Challenges
• 1. Answer these questions using the Metamath proof page, one answer per line marked (a), (b), (c):
(a) Who contributed the theorem, and on what date?
(b) What label does the hypothesis carry?
(c) Which reference is cited in proof step 9?
• 2. Rewrite the paragraph of the Metamath proof page that begins "Description: The sum of the square" in fewer words, keeping its main facts.
• 3. Set down everything in the Metamath proof page from "Metamath Proof Explorer" down to "by AV, 7-Feb-2023)", with the wording unchanged.

Excerpt provided
------------

Metamath Proof Explorer

Theorem resum2sqgt0

Description: The sum of the square of a nonzero real number and the square of another real number is greater than zero. (Contributed by AV, 7-Feb-2023)

		Ref	Expression
	Hypothesis	resum2sqcl.q	$⊢ Q = A^{2} + B^{2}$
	Assertion	resum2sqgt0	$⊢ ((A \in ℝ \land A \neq 0) \land B \in ℝ) \to 0 < Q$

Proof

Step	Hyp	Ref	Expression
1		resum2sqcl.q	$⊢ Q = A^{2} + B^{2}$
2		simpl	$⊢ (A \in ℝ \land A \neq 0) \to A \in ℝ$
3	2	resqcld	$⊢ (A \in ℝ \land A \neq 0) \to A^{2} \in ℝ$
4	3	adantr	$⊢ ((A \in ℝ \land A \neq 0) \land B \in ℝ) \to A^{2} \in ℝ$
5		simpr	$⊢ ((A \in ℝ \land A \neq 0) \land B \in ℝ) \to B \in ℝ$
6	5	resqcld	$⊢ ((A \in ℝ \land A \neq 0) \land B \in ℝ) \to B^{2} \in ℝ$
7		sqgt0	$⊢ (A \in ℝ \land A \neq 0) \to 0 < A^{2}$
8	7	adantr	$⊢ ((A \in ℝ \land A \neq 0) \land B \in ℝ) \to 0 < A^{2}$
9		sqge0	$⊢ B \in ℝ \to 0 \leq B^{2}$
10	9	adantl	$⊢ ((A \in ℝ \land A \neq 0) \land B \in ℝ) \to 0 \leq B^{2}$
11	4 6 8 10	addgtge0d	$⊢ ((A \in ℝ \land A \neq 0) \land B \in ℝ) \to 0 < A^{2} + B^{2}$
12	11 1	breqtrrdi	$⊢ ((A \in ℝ \land A \neq 0) \land B \in ℝ) \to 0 < Q$

------------

Information given
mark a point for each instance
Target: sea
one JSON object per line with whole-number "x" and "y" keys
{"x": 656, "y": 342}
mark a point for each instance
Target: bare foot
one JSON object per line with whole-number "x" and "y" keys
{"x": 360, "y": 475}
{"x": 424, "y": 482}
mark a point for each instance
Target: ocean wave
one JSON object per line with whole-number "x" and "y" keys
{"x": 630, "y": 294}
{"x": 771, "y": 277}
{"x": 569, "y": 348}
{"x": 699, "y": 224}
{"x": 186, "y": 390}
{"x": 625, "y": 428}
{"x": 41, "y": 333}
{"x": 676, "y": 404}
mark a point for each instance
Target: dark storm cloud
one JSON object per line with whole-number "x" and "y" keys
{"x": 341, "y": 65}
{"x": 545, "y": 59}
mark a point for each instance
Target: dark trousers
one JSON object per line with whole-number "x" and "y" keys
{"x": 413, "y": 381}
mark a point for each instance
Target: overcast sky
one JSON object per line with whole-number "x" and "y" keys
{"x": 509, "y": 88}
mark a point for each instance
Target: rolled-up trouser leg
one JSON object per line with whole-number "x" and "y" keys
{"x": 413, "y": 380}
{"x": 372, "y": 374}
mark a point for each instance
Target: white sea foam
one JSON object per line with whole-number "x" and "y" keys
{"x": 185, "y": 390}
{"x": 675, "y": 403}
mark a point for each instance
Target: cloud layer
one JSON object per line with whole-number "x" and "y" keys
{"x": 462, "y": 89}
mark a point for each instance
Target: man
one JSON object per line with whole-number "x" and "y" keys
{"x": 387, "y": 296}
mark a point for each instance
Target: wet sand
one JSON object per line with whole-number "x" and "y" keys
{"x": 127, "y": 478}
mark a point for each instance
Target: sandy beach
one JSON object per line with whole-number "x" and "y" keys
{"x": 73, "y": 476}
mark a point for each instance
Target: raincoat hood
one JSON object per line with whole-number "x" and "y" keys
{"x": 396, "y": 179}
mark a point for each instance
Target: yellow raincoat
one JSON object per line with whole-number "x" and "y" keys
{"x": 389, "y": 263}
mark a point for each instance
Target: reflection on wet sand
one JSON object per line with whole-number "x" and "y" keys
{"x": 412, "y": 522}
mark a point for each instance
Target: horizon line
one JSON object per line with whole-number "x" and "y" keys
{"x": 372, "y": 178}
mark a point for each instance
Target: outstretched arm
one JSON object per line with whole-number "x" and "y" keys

------------

Task results
• 1.
(a) AV, on 7-Feb-2023
(b) resum2sqcl.q
(c) sqge0

• 2. The square of a nonzero real number plus the square of any other real number is positive. Contributed by AV, 7-Feb-2023.

• 3.
Metamath Proof Explorer

Theorem resum2sqgt0

Description: The sum of the square of a nonzero real number and the square of another real number is greater than zero. (Contributed by AV, 7-Feb-2023)